→ **WRITTEN TASK**
Each line of the data should be given again exactly.

:::

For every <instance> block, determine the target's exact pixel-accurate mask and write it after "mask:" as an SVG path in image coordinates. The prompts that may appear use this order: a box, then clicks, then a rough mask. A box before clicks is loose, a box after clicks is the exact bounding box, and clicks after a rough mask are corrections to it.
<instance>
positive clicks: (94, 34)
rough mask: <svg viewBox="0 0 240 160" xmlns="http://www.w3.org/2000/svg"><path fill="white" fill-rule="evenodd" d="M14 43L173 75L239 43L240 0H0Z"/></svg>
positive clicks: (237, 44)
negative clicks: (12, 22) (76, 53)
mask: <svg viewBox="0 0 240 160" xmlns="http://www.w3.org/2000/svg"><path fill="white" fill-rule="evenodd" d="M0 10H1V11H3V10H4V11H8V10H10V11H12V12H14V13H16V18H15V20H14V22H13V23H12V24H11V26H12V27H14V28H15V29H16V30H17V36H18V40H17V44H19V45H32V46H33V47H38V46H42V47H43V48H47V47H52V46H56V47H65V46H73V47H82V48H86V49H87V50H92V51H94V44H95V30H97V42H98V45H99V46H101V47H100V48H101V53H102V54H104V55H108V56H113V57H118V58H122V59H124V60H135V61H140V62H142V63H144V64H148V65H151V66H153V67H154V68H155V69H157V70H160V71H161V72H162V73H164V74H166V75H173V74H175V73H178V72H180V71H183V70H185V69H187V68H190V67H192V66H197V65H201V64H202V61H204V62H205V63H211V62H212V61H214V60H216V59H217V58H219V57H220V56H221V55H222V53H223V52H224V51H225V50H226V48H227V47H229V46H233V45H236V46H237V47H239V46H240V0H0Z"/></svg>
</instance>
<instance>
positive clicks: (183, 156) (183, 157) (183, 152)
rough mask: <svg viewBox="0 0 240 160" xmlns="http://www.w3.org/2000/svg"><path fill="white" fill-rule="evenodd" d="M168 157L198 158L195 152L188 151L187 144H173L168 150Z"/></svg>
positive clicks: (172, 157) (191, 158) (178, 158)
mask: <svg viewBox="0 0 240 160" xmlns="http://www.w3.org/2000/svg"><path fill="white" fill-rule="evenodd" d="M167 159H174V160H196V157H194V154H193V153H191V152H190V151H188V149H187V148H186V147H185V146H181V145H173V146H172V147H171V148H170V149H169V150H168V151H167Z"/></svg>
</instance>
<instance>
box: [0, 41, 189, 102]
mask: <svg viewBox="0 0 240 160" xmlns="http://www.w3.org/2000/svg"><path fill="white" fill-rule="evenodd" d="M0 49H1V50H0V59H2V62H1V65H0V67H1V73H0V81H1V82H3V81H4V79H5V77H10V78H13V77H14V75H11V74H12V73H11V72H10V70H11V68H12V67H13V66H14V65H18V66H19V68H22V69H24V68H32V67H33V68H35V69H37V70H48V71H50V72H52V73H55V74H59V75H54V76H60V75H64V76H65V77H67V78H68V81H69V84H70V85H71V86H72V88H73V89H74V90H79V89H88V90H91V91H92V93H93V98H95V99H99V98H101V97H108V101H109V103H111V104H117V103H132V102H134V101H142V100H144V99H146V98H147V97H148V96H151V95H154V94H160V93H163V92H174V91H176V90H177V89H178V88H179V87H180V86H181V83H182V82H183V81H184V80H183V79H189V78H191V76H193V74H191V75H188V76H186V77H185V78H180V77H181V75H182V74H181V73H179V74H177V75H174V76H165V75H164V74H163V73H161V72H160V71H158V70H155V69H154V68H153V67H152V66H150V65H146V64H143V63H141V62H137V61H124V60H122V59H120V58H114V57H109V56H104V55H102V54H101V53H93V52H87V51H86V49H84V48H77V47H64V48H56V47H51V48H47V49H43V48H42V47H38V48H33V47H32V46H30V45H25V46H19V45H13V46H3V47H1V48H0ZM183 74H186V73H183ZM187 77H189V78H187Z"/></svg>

:::

→ **WRITTEN SOLUTION**
For every <instance> block, determine the target's exact pixel-accurate mask and write it after "mask:" as an SVG path in image coordinates. The prompts that may appear use this order: a box, then clicks, then a rough mask. A box before clicks is loose, a box after clicks is the exact bounding box, and clicks after a rough mask are corrections to it.
<instance>
positive clicks: (94, 34)
rough mask: <svg viewBox="0 0 240 160" xmlns="http://www.w3.org/2000/svg"><path fill="white" fill-rule="evenodd" d="M14 43L173 75L239 43L240 0H0Z"/></svg>
positive clicks: (237, 44)
negative clicks: (12, 22) (76, 53)
mask: <svg viewBox="0 0 240 160" xmlns="http://www.w3.org/2000/svg"><path fill="white" fill-rule="evenodd" d="M0 10H1V11H3V10H4V11H8V10H10V11H12V12H14V13H16V18H15V20H14V22H13V23H12V24H11V26H12V27H14V28H15V29H16V30H17V36H18V40H17V44H19V45H32V46H33V47H38V46H42V47H43V48H47V47H52V46H56V47H65V46H73V47H82V48H86V49H87V50H92V51H94V44H95V30H97V42H98V45H99V46H101V47H100V48H101V53H102V54H104V55H108V56H113V57H118V58H122V59H124V60H135V61H140V62H142V63H144V64H148V65H151V66H153V67H154V68H155V69H157V70H160V71H161V72H162V73H164V74H166V75H173V74H175V73H178V72H180V71H183V70H185V69H187V68H190V67H192V66H197V65H201V64H202V61H204V62H205V63H211V62H212V61H214V60H216V59H217V58H219V57H220V56H221V55H222V53H223V52H224V51H225V50H226V48H227V47H229V46H233V45H236V46H237V47H239V46H240V0H0Z"/></svg>
</instance>
<instance>
positive clicks: (183, 156) (183, 157) (183, 152)
rough mask: <svg viewBox="0 0 240 160" xmlns="http://www.w3.org/2000/svg"><path fill="white" fill-rule="evenodd" d="M168 157L198 158L195 152L188 151L187 144H173L168 150Z"/></svg>
positive clicks: (172, 157) (191, 158) (178, 158)
mask: <svg viewBox="0 0 240 160" xmlns="http://www.w3.org/2000/svg"><path fill="white" fill-rule="evenodd" d="M167 159H174V160H196V157H194V154H193V153H191V152H190V151H188V149H187V148H186V147H185V146H181V145H173V146H172V147H171V148H170V149H169V150H168V151H167Z"/></svg>
</instance>
<instance>
box: [0, 41, 189, 102]
mask: <svg viewBox="0 0 240 160" xmlns="http://www.w3.org/2000/svg"><path fill="white" fill-rule="evenodd" d="M0 49H1V50H0V59H2V62H1V65H0V67H1V73H0V81H1V82H3V81H4V79H5V77H10V78H13V77H14V75H11V74H12V73H11V72H10V70H11V68H12V67H13V66H14V65H18V66H19V68H22V69H24V68H32V67H33V68H35V69H37V70H48V71H50V72H52V73H55V74H59V75H54V76H60V75H64V76H65V77H67V78H68V81H69V84H70V85H71V86H72V88H73V89H74V90H79V89H88V90H91V91H92V93H93V98H95V99H99V98H101V97H108V101H109V103H111V104H117V103H132V102H134V101H142V100H144V99H146V98H147V97H148V96H151V95H154V94H160V93H163V92H174V91H176V90H177V89H178V88H179V87H180V86H181V83H182V82H183V81H184V80H183V79H189V78H191V76H193V74H191V75H188V76H186V77H185V78H180V77H181V75H182V74H181V73H179V74H177V75H174V76H165V75H164V74H163V73H161V72H160V71H158V70H155V69H154V68H153V67H152V66H150V65H146V64H143V63H141V62H137V61H124V60H122V59H120V58H114V57H109V56H104V55H102V54H101V53H93V52H87V51H86V49H84V48H77V47H64V48H56V47H51V48H47V49H43V48H42V47H38V48H33V47H32V46H30V45H25V46H19V45H13V46H3V47H1V48H0ZM183 74H186V73H183ZM187 77H189V78H187Z"/></svg>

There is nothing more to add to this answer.